> _Problem to solve_:
It is required that all of the data be written out exactly.

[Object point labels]
┄┄┄┄┄┄┄┄┄┄┄┄┄┄┄┄┄┄┄┄

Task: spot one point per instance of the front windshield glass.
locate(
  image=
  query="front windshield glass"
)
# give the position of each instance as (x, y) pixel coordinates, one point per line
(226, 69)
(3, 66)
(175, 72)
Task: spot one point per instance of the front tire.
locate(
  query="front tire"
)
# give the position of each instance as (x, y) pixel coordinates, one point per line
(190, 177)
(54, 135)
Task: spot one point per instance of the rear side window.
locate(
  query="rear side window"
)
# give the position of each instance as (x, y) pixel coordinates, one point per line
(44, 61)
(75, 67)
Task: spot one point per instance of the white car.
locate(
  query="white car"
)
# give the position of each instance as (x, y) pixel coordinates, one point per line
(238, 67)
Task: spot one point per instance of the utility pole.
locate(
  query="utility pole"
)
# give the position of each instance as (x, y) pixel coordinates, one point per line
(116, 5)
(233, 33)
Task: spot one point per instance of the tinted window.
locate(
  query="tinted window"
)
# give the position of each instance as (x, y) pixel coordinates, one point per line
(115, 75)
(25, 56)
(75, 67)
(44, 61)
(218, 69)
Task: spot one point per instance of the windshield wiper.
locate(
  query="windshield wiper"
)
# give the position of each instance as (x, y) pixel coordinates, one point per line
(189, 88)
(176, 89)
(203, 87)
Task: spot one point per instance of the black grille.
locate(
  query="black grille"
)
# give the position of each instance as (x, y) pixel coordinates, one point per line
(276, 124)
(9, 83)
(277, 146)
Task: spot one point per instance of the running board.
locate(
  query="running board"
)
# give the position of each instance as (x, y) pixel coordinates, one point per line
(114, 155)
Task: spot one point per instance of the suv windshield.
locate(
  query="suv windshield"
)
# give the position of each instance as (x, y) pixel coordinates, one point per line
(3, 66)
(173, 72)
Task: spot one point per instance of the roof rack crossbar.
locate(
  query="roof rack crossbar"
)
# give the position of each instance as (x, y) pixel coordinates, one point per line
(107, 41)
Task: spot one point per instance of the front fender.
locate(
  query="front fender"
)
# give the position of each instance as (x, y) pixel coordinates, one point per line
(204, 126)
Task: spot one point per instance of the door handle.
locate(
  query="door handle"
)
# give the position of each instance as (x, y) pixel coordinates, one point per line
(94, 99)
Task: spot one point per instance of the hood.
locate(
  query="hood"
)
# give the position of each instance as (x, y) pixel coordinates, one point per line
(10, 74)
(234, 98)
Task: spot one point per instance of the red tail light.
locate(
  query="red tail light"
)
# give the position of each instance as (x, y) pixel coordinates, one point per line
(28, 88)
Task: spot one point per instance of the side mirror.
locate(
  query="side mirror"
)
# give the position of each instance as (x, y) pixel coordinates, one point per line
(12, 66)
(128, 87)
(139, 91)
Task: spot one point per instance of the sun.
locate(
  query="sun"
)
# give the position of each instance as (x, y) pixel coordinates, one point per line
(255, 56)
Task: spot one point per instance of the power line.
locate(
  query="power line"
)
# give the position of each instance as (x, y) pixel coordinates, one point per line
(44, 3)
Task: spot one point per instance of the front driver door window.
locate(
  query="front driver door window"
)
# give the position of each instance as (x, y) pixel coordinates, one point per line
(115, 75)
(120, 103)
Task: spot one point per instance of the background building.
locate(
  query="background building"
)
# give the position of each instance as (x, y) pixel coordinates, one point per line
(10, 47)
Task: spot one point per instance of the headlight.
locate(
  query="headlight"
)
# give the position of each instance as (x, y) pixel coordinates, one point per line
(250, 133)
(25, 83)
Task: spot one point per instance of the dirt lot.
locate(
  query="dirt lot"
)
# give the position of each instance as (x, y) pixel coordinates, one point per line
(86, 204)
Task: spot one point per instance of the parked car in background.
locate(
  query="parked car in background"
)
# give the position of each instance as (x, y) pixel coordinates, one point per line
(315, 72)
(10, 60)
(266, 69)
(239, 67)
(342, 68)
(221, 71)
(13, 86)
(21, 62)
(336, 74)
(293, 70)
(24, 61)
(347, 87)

┄┄┄┄┄┄┄┄┄┄┄┄┄┄┄┄┄┄┄┄

> _Solution for this task_:
Task: spot one point per instance of the front windshield glass.
locate(
  image=
  query="front windshield glass"
)
# give the position of each instance as (x, y) pixel coordinates, one point per line
(226, 69)
(3, 66)
(175, 72)
Task: spot one point per instance of the front tire.
locate(
  query="front tire"
)
# give the position of each instance as (x, y) pixel coordinates, one point per line
(190, 177)
(54, 135)
Task: spot one point per instance of the rear side window.
locate(
  query="rear side window"
)
# give the position of each instance as (x, y) pixel coordinates, one point per line
(44, 61)
(75, 67)
Task: spot one point per instance of the white car.
locate(
  query="white car"
)
# give the position of each instance as (x, y) pixel coordinates, one point per line
(238, 67)
Task: spot one point per instance of the utility pole.
locate(
  query="utility pole"
)
# give the position of each instance as (x, y) pixel coordinates, one point per line
(116, 5)
(233, 33)
Task: spot one point per instance of the tinted window.
locate(
  query="tinted window"
)
# give the position of each instance as (x, y) pixel coordinates, one point per line
(115, 75)
(25, 56)
(75, 67)
(44, 61)
(218, 69)
Task: spot one point per instance of the windshield wiper.
locate(
  query="windshield wiper"
)
# give the position of each instance as (x, y) pixel coordinates, one point per line
(189, 88)
(176, 89)
(203, 87)
Task: spot one point per instance of the black grille.
locate(
  query="black grille"
)
# give the position of each instance as (x, y) pixel coordinates, one point per line
(276, 124)
(9, 83)
(277, 146)
Task: spot one point per instance of the running board.
locate(
  query="running board"
)
# give the position of each instance as (x, y) pixel coordinates, one point per line
(114, 155)
Task: spot one point per instance of the suv windshield.
locate(
  query="suv windshield"
)
# give the position of each instance as (x, y) pixel coordinates, one point per line
(3, 66)
(173, 72)
Task: spot one point per instance of the roof rack crossbar.
locate(
  query="roof rack crossbar"
)
# give the position of each instance as (x, y) pixel coordinates, one point per line
(107, 41)
Task: spot one point per instance of the front fender.
locate(
  query="front fender"
)
# give the position of each instance as (x, y) pixel coordinates, one point per line
(204, 126)
Task: spot one point per instance of the door handle.
locate(
  query="door handle"
)
# give the position of each instance as (x, y) pixel coordinates, one point per line
(94, 99)
Task: spot one point per instance of the hood.
locate(
  query="hood"
)
# give the position of each instance as (x, y) pixel coordinates, one point per line
(10, 74)
(234, 98)
Task: spot one point per instance of the red tail light.
locate(
  query="red tail light"
)
# give the position of each instance as (x, y) pixel coordinates, one point per line
(28, 88)
Task: spot one point per instance of the side mirror.
locate(
  query="side mirror"
)
# give the position of each instance as (x, y) pixel coordinates, one point per line
(12, 66)
(128, 87)
(139, 91)
Task: spot one point per instance of the sun.
locate(
  query="sun"
)
# give the position of each instance as (x, y) pixel coordinates, one point per line
(255, 56)
Task: spot one point per instance of the power line.
locate(
  query="power line"
)
# give the position of each instance as (x, y) pixel coordinates, one point per line
(44, 3)
Task: spot one point per instance of the front driver door window.
locate(
  query="front driver door window"
)
# give the position of each instance as (x, y) pixel coordinates, one point per line
(115, 75)
(120, 103)
Task: spot one point per instance of the background building.
locate(
  query="background building"
)
# give the position of each instance as (x, y) pixel coordinates, one point per line
(10, 47)
Task: spot one point per instance of the headlight.
locate(
  query="headlight"
)
# give the position of each instance as (x, y) pixel coordinates, one point per line
(250, 133)
(25, 83)
Task: spot one point per instance of the dirt lot.
locate(
  query="dirt lot"
)
# give the position of each instance as (x, y) pixel coordinates, one point per line
(86, 204)
Task: spot one point per instance of the parked car in background.
locate(
  query="parked car in background"
)
# give the position of each instance as (x, y) pixel coordinates, one point per line
(315, 72)
(10, 60)
(266, 69)
(239, 67)
(342, 68)
(221, 71)
(13, 86)
(21, 62)
(336, 74)
(293, 70)
(24, 61)
(347, 87)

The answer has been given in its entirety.